» EXERCISE BRIEF
In this exercise, set down every entry that follows exactly as it appears.

Items listed in a dataset
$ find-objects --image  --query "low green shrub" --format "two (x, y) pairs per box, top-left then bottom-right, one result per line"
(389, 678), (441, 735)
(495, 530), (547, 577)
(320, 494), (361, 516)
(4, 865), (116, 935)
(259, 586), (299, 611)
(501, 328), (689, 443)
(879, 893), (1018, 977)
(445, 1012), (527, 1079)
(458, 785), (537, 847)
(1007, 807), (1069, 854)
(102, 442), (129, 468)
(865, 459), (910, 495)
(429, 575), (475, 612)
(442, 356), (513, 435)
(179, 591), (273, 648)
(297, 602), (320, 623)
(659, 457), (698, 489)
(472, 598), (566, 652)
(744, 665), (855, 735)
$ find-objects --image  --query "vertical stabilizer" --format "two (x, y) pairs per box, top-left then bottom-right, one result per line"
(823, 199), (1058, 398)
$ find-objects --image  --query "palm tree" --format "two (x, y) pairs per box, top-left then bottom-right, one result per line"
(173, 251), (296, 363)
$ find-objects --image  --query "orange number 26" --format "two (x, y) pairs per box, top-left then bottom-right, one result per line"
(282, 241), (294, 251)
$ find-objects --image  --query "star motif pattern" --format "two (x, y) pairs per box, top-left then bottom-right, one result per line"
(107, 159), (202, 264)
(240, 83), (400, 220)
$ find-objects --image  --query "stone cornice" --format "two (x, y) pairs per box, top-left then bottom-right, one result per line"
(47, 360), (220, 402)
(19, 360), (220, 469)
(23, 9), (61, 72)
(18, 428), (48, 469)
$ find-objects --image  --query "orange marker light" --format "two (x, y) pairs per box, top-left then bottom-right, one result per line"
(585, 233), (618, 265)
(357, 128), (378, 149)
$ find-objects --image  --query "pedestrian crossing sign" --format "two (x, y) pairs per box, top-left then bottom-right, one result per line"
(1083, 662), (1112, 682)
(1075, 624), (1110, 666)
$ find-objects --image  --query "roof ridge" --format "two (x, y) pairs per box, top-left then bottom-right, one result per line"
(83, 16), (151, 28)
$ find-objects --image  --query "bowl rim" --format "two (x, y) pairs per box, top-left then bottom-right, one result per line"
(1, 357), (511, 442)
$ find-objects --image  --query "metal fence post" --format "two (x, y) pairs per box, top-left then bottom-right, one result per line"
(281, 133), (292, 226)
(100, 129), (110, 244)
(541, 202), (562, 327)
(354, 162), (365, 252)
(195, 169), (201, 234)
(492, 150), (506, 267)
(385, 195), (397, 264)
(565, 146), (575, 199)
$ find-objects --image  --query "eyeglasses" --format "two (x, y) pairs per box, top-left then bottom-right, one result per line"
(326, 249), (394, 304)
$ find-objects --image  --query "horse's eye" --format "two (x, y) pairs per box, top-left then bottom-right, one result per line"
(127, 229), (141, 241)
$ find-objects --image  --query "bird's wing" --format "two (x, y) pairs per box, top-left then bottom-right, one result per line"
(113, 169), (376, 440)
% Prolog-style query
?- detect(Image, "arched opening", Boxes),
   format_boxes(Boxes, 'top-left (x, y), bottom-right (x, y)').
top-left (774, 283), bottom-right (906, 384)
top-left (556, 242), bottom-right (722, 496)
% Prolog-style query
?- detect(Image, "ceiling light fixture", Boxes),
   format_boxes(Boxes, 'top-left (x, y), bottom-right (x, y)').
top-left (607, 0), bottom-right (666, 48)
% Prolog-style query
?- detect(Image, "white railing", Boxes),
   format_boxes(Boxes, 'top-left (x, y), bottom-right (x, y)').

» RESPONSE
$ find-objects --image  --query "low green shrub" --format "two (x, y) pairs per box, top-left then bottom-right, one result per line"
(389, 678), (441, 735)
(495, 530), (547, 577)
(320, 494), (361, 516)
(4, 865), (116, 935)
(259, 586), (299, 611)
(501, 328), (689, 443)
(879, 893), (1018, 977)
(445, 1012), (527, 1079)
(458, 785), (537, 847)
(1007, 807), (1069, 854)
(102, 442), (129, 468)
(865, 459), (910, 495)
(429, 575), (475, 612)
(442, 356), (513, 435)
(179, 591), (273, 648)
(297, 602), (320, 623)
(659, 457), (698, 489)
(472, 598), (566, 652)
(744, 665), (855, 735)
$ find-objects --image  --query "vertical stabilizer" --format "two (x, y) pairs per box, top-left then bottom-right, one result per line"
(823, 199), (1058, 398)
$ find-objects --image  --query "palm tree" --format "two (x, y) pairs per box, top-left then bottom-right, one result per line"
(173, 251), (296, 363)
$ find-objects --image  --query "orange number 26" --format "two (x, y) pairs per box, top-left then bottom-right, one result per line"
(282, 241), (294, 251)
$ find-objects --image  --query "star motif pattern" --format "two (x, y) pairs per box, top-left then bottom-right, one result per line"
(107, 159), (202, 264)
(240, 83), (400, 220)
$ find-objects --image  --query "stone cornice" --format "two (x, y) pairs per box, top-left then bottom-right, one result per line"
(47, 360), (220, 402)
(19, 360), (220, 469)
(23, 9), (61, 72)
(18, 428), (48, 469)
$ find-objects --image  --query "orange marker light" --format "two (x, y) pairs per box, top-left then bottom-right, one result per line"
(585, 233), (618, 265)
(357, 128), (378, 149)
$ find-objects --image  --query "pedestrian crossing sign" --format "two (x, y) pairs per box, top-left then bottom-right, one result per line"
(1083, 662), (1112, 682)
(1075, 624), (1110, 666)
$ find-objects --image  --query "roof ridge" --format "two (x, y) pairs per box, top-left then bottom-right, one result per line"
(83, 16), (151, 28)
$ find-objects --image  --query "bowl rim" --format "two (x, y) pairs per box, top-left then bottom-right, one result per line"
(1, 357), (511, 442)
$ find-objects --image  --query "metal fence post" --format "two (x, y) pairs per box, top-left then bottom-right, one result per line"
(281, 133), (292, 226)
(100, 129), (110, 244)
(541, 202), (562, 327)
(354, 162), (365, 252)
(195, 169), (201, 234)
(492, 150), (506, 267)
(385, 195), (397, 264)
(565, 146), (575, 199)
$ find-objects --image  --query "eyeglasses" --format "two (x, y) pairs per box, top-left then bottom-right, one result per line"
(326, 249), (394, 304)
$ find-objects --image  --query "horse's eye" --format "two (x, y) pairs per box, top-left then bottom-right, one result per line"
(127, 229), (141, 241)
$ find-objects --image  --query "bird's wing" --format "two (x, y) pairs per box, top-left then bottom-right, one result per line"
(113, 169), (376, 440)
% Prolog-style query
?- detect(Image, "arched opening", Boxes),
   format_boxes(Boxes, 'top-left (x, y), bottom-right (x, y)').
top-left (774, 283), bottom-right (906, 384)
top-left (556, 242), bottom-right (722, 496)
% Prolog-style query
?- detect(Image, "ceiling light fixture", Boxes),
   format_boxes(Boxes, 'top-left (x, y), bottom-right (x, y)').
top-left (607, 0), bottom-right (666, 48)
% Prolog-style query
?- detect(Image, "white railing", Boxes),
   format_boxes(Boxes, 'top-left (x, y), bottom-right (x, y)').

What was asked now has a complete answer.